An insulated pipeline is the most energy-efficient means of transport if the base is more than a few kilometers away from the water source, but that requires a lot of equipment and time if a significant volume of water has to be pumped, possibly a heating element embedded within or wrapped around the pipeline, and pumping stations every few kilometers or so, assuming line pressure is kept reasonably low so the piping is light and leakage / repair is easier to deal with.  Acceptable flow velocity for Earth-bound systems seems to vary between 1m/s to 2m/s, so pumping water or water-like substances at 2m/s means 8 minutes and 20 seconds of "cool-down" time as the water covers 1 kilometer from the extraction point to the remote base (hopefully located in perpetual sunlight).  Higher flow velocities are possible, and it seems that cavitation / noise are why those velocities are limited to those values here on Earth.

SLS core stage contains 196,000 gallons of LOX, 537,000 gallons of LH2, or 733,000 gallons total.

A 1.5 inch diameter pipe with a 1.1m/s flow rate will transport 20 gallons per minute.  Over 24 hours, that's 28,800 gallons of water.  A pair of such pipes, possibly from different extraction sites, would require a little less than 13 days to fill both propellant tanks with water.  The most likely limitation is electrical power to first split the water and then cryogenically cool the LOX/LH2 propellant.

────────────────────────────────────────

**WHAT YOU WILL DO:**
**A.** In the water pipeline excerpt, how many gallons of water does a 1.5 inch pipe with a 1.1m/s flow rate move in 24 hours?
**B.** In the entries, copy word for word the lines from the one with "Exercise. Indicate the bare" up to and including the one with "x=437, y=130".
The water pipeline excerpt and the entries were taken from separate sources.

(Records)
────────────────────────────────────────

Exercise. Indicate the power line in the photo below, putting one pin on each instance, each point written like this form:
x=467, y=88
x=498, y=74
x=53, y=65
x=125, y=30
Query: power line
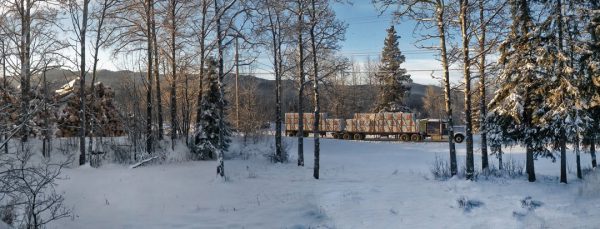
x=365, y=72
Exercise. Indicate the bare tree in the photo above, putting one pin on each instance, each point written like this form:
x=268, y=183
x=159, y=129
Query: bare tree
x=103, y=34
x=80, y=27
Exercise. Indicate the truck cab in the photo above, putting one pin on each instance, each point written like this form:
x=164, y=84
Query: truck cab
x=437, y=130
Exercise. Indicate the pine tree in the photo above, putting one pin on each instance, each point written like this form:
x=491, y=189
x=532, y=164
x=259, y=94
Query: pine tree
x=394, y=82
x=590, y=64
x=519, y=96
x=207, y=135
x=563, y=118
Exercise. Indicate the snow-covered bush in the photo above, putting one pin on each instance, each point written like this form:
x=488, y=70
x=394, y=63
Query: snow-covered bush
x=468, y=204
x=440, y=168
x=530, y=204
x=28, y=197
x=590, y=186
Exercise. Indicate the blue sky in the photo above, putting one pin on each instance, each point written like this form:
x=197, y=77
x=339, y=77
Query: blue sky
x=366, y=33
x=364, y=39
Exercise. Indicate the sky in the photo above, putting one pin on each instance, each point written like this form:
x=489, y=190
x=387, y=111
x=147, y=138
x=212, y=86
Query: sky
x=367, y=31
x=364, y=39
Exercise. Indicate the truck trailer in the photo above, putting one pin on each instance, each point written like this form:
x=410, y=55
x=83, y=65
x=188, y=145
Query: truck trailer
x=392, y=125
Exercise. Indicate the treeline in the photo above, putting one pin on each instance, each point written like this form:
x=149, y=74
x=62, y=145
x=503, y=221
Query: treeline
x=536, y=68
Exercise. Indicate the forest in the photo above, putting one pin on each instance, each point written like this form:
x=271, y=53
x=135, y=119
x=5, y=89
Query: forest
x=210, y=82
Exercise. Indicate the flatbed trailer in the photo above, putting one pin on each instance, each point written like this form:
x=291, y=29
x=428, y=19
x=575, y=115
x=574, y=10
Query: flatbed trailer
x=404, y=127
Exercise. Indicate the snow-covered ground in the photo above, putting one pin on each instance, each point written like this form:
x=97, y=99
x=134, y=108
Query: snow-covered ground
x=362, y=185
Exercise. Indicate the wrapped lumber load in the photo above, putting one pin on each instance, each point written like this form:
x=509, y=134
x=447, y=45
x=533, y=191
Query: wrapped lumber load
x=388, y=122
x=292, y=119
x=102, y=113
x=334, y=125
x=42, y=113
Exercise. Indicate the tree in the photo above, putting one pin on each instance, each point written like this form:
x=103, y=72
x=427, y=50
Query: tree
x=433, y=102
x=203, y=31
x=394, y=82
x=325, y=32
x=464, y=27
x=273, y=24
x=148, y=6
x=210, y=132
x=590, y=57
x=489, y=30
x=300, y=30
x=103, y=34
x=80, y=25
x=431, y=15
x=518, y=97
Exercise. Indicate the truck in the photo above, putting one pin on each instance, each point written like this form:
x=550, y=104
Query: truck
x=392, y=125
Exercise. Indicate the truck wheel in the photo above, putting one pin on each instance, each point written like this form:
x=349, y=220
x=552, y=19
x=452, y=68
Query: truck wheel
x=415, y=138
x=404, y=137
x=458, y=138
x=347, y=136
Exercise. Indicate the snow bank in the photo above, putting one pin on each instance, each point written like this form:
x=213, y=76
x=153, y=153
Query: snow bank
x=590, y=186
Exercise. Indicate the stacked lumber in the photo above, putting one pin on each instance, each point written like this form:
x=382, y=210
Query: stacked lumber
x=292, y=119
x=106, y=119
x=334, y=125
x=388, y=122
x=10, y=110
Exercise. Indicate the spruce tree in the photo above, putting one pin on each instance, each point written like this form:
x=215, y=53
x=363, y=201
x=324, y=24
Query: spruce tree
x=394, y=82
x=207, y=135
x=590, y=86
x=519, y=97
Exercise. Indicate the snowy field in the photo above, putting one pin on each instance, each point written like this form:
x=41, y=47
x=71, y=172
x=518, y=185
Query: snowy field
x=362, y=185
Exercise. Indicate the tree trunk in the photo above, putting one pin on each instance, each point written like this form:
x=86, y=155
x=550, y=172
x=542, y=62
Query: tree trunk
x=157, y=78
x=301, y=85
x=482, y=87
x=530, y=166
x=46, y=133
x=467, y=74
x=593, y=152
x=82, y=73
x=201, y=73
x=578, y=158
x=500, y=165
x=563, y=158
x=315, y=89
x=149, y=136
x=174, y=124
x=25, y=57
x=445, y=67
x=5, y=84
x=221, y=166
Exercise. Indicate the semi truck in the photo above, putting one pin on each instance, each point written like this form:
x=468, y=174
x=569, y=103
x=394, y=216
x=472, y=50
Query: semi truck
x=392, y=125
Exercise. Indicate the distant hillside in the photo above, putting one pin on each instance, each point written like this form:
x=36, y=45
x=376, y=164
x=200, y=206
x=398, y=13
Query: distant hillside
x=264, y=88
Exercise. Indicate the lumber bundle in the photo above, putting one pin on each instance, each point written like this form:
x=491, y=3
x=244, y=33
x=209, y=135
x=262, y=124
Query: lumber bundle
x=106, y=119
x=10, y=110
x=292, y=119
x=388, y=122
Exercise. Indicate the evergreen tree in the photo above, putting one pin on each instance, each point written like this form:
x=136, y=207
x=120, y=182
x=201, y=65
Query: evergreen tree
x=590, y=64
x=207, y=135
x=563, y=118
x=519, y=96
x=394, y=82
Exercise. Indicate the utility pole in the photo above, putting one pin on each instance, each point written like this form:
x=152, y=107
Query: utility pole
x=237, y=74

────────────────────────────────────────

**FINAL ANSWERS:**
**A.** 28,800 gallons.

**B.**
Exercise. Indicate the bare tree in the photo above, putting one pin on each instance, each point written like this form:
x=268, y=183
x=159, y=129
Query: bare tree
x=103, y=34
x=80, y=27
Exercise. Indicate the truck cab in the photo above, putting one pin on each instance, each point written like this form:
x=164, y=84
Query: truck cab
x=437, y=130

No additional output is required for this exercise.